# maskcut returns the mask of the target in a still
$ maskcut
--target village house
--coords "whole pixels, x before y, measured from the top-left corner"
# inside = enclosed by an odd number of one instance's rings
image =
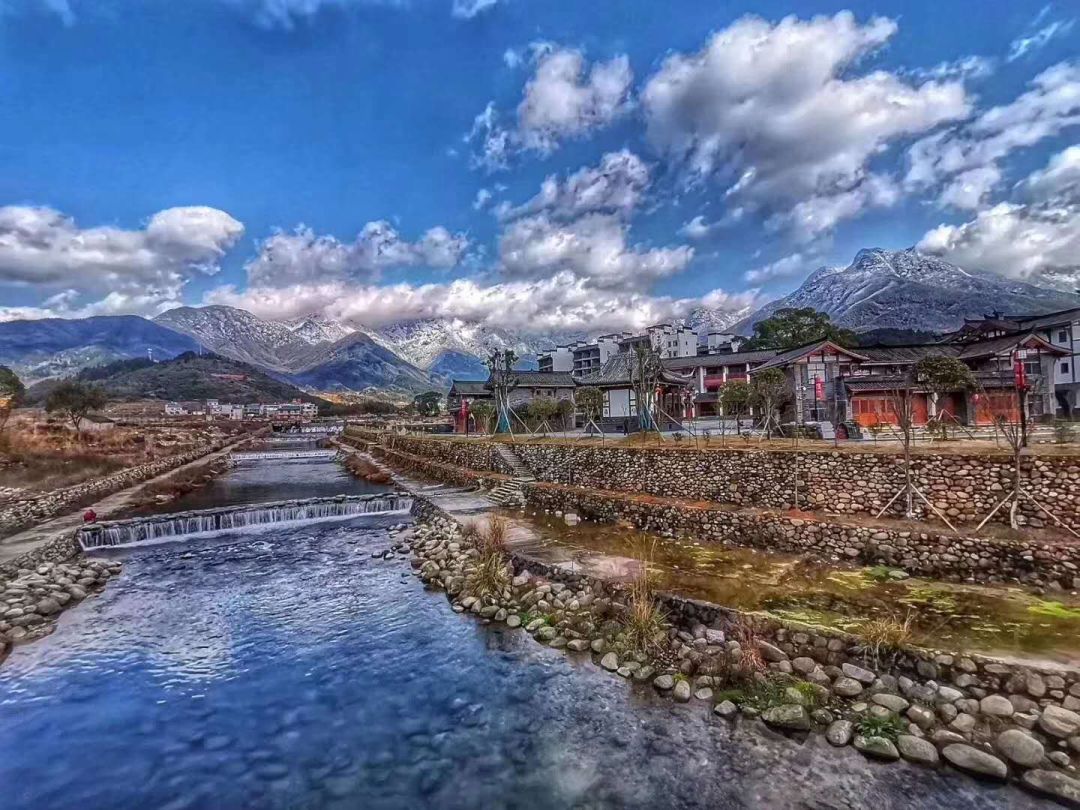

···

TASK INSTRUCTIONS ▸
Format the items above as a JSON list of strings, with one string per line and no entries for blank lines. Leave the picture out of the answer.

ANSWER TO THE EXERCISE ▸
[
  "# maskcut returns the mask of the target in a still",
  "$ maskcut",
  "--target village house",
  "--coords \"whole pixels, x before y, measured from the top-left corner\"",
  "# inside = enclosed by an odd number of one instance's rings",
  "image ="
]